● 本文
☆ ☆ ☆ ☆ ☆
寒熱交錯とは、寒証と熱証が同時に存在し、身体内部で寒と熱が錯雑して現れる状態を指す中医学の病証概念です。
多くの場合、体内の気機失調や臓腑陰陽の不調和によって生じ、寒熱の表現が交互に、または同時に見られるのが特徴です。
典型的には胸腹の痞満・寒熱往来・ほてりと悪寒の混在・情緒不安定などの症状が見られます。
主な原因
- 肝鬱気滞: 気機が阻滞し、熱が内に籠もる一方、陽気の発散ができず寒を呈する。
- 脾胃虚弱: 運化が弱まり寒湿が生じる一方、鬱滞による化熱が発生。
- 外邪の侵入: 風寒や湿邪が内部に入り、長く滞って熱化。
- 陰陽両虚: 陽虚による寒と、陰虚・虚熱がともに存在する。
☆ ☆ ☆ ☆ ☆
[保存された行]

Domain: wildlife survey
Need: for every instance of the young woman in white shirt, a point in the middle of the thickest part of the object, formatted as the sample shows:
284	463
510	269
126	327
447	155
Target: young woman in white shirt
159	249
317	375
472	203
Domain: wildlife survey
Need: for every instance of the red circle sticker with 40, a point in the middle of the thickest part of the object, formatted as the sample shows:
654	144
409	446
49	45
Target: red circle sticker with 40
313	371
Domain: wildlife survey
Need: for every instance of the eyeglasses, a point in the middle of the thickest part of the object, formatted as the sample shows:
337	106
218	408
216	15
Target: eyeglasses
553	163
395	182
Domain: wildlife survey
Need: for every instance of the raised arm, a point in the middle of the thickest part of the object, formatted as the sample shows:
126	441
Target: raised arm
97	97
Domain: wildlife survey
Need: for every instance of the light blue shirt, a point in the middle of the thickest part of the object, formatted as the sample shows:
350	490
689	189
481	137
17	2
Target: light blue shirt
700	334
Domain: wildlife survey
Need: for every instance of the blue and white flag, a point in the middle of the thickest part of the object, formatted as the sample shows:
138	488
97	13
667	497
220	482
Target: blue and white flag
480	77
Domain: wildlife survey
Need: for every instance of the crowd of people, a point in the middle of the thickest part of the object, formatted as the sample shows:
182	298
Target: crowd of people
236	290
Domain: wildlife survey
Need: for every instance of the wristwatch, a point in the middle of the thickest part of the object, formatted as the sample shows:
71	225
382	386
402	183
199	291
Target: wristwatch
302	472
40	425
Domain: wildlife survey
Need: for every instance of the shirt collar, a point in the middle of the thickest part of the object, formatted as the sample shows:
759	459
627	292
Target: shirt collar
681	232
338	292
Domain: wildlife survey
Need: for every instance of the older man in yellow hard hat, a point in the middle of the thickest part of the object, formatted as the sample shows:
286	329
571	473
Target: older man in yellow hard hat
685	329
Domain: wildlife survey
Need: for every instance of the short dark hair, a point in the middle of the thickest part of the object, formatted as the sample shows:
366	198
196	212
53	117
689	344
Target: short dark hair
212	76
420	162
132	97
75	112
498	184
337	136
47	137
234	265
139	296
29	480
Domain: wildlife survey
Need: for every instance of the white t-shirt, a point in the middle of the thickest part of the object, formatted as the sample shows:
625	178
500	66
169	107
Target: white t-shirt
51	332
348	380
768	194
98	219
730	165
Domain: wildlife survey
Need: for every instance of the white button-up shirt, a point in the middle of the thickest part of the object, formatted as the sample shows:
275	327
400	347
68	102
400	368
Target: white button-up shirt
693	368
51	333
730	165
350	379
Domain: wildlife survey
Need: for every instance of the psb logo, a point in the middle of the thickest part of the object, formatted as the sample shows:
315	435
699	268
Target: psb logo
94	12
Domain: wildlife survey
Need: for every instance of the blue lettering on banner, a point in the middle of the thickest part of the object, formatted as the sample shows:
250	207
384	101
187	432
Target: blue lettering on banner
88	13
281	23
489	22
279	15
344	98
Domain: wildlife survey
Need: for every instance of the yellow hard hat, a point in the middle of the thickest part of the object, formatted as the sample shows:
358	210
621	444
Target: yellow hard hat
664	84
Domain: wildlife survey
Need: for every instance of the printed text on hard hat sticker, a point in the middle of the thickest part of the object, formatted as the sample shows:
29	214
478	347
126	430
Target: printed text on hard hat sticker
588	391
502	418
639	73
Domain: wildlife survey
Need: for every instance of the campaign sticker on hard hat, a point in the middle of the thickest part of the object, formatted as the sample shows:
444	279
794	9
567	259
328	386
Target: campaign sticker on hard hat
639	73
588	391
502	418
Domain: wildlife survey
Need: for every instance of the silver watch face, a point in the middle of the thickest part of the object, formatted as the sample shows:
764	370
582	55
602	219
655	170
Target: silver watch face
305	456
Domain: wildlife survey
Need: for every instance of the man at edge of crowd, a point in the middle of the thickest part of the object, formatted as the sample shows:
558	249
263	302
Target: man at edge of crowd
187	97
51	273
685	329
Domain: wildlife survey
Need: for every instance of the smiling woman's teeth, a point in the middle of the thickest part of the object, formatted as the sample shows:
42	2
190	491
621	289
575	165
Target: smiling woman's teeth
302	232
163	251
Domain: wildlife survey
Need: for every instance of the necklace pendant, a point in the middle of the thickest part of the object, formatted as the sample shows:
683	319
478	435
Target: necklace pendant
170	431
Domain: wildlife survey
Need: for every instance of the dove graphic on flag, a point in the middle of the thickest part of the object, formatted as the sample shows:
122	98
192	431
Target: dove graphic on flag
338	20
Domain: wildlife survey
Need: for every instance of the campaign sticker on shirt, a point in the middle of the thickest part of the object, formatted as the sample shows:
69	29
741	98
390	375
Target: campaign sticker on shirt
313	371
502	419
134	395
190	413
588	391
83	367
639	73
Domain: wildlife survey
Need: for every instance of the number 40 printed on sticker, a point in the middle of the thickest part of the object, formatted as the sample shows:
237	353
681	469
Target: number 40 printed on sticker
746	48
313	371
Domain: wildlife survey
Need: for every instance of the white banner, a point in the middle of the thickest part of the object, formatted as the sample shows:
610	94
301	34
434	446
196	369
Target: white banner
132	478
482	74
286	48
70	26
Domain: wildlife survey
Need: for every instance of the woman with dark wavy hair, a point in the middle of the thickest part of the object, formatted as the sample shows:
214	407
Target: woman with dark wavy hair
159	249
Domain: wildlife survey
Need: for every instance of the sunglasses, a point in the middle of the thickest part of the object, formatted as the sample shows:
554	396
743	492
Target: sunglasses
☆ ☆ ☆ ☆ ☆
● やってみよう
本文において、主な原因のうち「脾胃虚弱」では、運化が弱まることにより何が生じるとされていますか。

● 解答欄
寒湿が生じるとされています。